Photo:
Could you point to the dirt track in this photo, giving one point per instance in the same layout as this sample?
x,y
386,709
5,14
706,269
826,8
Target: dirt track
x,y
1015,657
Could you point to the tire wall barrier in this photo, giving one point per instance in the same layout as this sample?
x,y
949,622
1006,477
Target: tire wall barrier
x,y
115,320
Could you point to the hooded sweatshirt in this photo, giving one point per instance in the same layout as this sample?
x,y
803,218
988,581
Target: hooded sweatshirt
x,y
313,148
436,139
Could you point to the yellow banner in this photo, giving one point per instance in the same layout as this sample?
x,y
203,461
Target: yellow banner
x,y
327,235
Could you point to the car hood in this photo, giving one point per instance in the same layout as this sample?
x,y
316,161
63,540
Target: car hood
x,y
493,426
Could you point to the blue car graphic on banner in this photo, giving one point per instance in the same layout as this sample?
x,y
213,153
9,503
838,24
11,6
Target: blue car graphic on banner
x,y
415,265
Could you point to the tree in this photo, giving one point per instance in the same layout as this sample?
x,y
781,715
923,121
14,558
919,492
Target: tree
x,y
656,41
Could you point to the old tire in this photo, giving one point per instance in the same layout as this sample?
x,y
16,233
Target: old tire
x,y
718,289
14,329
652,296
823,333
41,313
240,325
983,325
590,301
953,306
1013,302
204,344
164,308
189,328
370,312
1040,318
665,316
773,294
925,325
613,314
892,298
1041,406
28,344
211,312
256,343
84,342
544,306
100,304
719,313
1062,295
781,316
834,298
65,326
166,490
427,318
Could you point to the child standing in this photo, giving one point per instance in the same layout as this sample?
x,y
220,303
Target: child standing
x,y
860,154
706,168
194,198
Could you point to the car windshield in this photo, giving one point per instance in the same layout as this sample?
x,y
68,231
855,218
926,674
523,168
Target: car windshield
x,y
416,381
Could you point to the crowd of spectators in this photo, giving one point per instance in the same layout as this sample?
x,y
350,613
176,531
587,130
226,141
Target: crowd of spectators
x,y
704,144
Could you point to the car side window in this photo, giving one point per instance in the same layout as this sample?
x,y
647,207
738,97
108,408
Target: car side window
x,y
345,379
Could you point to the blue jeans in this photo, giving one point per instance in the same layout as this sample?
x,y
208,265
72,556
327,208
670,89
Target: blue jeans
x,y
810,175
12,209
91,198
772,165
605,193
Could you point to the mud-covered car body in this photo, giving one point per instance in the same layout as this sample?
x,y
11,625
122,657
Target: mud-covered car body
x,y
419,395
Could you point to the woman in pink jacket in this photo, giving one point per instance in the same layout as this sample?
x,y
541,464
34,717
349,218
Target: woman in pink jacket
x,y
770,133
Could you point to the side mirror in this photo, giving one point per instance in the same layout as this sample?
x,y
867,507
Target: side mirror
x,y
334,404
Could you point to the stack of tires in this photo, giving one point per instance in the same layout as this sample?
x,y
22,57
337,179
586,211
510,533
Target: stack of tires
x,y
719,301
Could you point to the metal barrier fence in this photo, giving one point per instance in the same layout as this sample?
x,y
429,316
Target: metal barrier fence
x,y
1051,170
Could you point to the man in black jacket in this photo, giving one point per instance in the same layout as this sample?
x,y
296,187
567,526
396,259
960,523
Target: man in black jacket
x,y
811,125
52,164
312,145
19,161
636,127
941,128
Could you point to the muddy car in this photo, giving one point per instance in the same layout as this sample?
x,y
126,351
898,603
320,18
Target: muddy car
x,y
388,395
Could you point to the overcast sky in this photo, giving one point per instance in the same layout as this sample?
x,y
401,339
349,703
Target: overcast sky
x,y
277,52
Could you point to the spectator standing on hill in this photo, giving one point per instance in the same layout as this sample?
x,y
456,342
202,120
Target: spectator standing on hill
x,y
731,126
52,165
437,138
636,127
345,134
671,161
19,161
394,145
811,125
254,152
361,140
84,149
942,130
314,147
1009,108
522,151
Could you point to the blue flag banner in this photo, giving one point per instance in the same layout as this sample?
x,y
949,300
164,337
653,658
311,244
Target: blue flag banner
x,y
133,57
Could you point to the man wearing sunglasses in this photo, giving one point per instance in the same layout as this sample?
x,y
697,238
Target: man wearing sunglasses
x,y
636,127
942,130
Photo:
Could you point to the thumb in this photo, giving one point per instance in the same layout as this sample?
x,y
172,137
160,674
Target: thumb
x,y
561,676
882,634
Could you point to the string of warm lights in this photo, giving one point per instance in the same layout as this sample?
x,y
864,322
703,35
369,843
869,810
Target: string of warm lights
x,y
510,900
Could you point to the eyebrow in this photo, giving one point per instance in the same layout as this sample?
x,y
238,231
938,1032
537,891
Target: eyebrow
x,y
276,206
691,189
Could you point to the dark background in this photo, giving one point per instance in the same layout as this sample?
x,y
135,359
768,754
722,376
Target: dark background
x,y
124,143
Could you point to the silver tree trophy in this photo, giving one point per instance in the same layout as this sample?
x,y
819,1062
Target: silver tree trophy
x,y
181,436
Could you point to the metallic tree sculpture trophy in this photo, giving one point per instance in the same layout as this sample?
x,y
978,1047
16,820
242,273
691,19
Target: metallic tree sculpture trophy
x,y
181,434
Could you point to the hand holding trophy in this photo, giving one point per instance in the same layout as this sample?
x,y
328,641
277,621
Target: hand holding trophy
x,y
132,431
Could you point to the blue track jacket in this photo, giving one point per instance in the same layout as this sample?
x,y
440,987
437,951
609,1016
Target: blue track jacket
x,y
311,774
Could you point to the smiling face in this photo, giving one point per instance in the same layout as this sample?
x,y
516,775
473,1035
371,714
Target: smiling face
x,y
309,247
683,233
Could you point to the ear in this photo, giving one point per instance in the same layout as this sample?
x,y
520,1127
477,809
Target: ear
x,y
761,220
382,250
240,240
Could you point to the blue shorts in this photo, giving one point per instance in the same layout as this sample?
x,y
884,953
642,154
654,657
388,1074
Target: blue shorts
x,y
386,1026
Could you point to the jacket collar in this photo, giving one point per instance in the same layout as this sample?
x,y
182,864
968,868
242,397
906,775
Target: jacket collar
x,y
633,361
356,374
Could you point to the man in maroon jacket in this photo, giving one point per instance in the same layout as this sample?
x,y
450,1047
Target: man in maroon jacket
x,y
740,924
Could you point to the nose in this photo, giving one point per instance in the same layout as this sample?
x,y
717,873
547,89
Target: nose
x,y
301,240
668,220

Do this =
Please duplicate the rows above verbatim, from the line containing "Could you point to the silver" through the final line of the rows, both ends included.

Answer to this task =
Could you point to the silver tree trophy in this photo, giving one point per instance in the same layout as this sample?
x,y
819,1062
Target: silver tree trophy
x,y
181,436
Could you point to the metallic tree sculpture trophy in this photo, giving one point per instance in the same layout as this sample?
x,y
978,1047
16,820
242,273
691,19
Target: metallic tree sculpture trophy
x,y
181,434
Could you point to the hand holding trophy in this photo, giving one point per instance in the same layout as this sample?
x,y
328,641
277,621
Target: hand holding trophy
x,y
132,431
Could you point to the blue track jacket in this photo, giving one point per instance in the same layout as this sample?
x,y
440,987
437,951
609,1016
Target: blue track jacket
x,y
311,774
Could you point to the smiling face in this photo, giving one point per instance in the same layout as this sample?
x,y
516,775
473,1035
371,714
Target: smiling face
x,y
309,247
683,233
Could you point to the ear in this photo, giving one point per instance in the same layout as this sample?
x,y
520,1127
477,809
Target: ear
x,y
761,220
382,250
240,240
Could you point to the blue shorts in this photo, giving one point per instance in the same layout as this sample?
x,y
884,953
642,154
654,657
388,1074
Target: blue shorts
x,y
386,1026
Could you point to the jacket collar in this photo, giving one point per instance in the same layout as this sample?
x,y
182,864
968,868
242,397
906,775
Target: jacket collar
x,y
633,361
356,374
Could you point to the man in maroon jacket in this photo, giving one point per instance in the same layout as this sample?
x,y
450,1047
Target: man in maroon jacket
x,y
740,924
Could you point to the nose in this photo, giving one point per instance in the same layout as this sample?
x,y
717,873
547,89
Target: nose
x,y
301,240
668,220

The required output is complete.